▶ [YOUR ASSIGNMENT] From the opening line of the records through the line bearing "Indicate the pale", set down every line exactly.

<<<<

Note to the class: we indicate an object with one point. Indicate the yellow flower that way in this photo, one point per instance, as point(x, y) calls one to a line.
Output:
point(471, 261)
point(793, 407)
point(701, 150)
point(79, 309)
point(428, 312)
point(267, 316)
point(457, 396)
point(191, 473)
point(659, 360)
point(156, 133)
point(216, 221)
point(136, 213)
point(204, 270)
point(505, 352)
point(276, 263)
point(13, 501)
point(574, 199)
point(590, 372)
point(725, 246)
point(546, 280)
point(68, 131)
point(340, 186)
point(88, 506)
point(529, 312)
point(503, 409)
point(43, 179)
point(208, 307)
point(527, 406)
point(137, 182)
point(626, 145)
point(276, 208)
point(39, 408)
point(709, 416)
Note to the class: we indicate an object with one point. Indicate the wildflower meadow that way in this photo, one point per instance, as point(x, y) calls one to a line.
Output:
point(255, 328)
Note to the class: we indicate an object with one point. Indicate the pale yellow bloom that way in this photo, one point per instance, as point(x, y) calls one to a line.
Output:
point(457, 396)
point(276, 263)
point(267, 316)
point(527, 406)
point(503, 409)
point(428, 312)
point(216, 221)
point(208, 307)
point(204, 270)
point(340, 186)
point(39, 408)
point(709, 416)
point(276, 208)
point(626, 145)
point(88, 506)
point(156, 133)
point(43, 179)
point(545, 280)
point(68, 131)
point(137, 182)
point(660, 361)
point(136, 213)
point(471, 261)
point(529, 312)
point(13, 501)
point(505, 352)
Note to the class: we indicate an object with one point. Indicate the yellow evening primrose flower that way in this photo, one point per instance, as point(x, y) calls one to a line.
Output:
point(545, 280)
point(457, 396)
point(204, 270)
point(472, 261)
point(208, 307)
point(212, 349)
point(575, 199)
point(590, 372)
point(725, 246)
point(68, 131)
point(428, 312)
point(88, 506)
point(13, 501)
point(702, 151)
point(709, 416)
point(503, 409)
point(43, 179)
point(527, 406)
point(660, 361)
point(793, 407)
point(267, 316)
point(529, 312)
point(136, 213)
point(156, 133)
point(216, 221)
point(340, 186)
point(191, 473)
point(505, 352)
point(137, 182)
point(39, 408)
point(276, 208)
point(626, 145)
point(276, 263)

>>>>

▶ [RESPONSE FOR THIS EXERCISE]
Note to the class: we indicate an object with one point. Indicate the yellow flower that way in this photo, one point per instance, as point(x, y) calls one to a line.
Output:
point(471, 261)
point(793, 407)
point(701, 150)
point(79, 309)
point(428, 312)
point(267, 316)
point(457, 396)
point(191, 473)
point(659, 360)
point(156, 133)
point(216, 221)
point(136, 213)
point(204, 270)
point(505, 352)
point(276, 263)
point(13, 501)
point(574, 199)
point(590, 372)
point(725, 246)
point(546, 280)
point(68, 131)
point(340, 186)
point(88, 506)
point(529, 312)
point(503, 409)
point(43, 179)
point(208, 307)
point(527, 406)
point(137, 182)
point(626, 145)
point(276, 208)
point(39, 408)
point(709, 416)
Note to the class: we indicate an object with one point. Indicate the wildflower meadow that way in this photo, one point per instance, as point(x, y) calls one to a line.
Output:
point(255, 328)
Note to the class: we indicate an object with one point. Indicate the pale yellow bloom that way in this photo, one point per instance, as point(x, y) calls one to a line.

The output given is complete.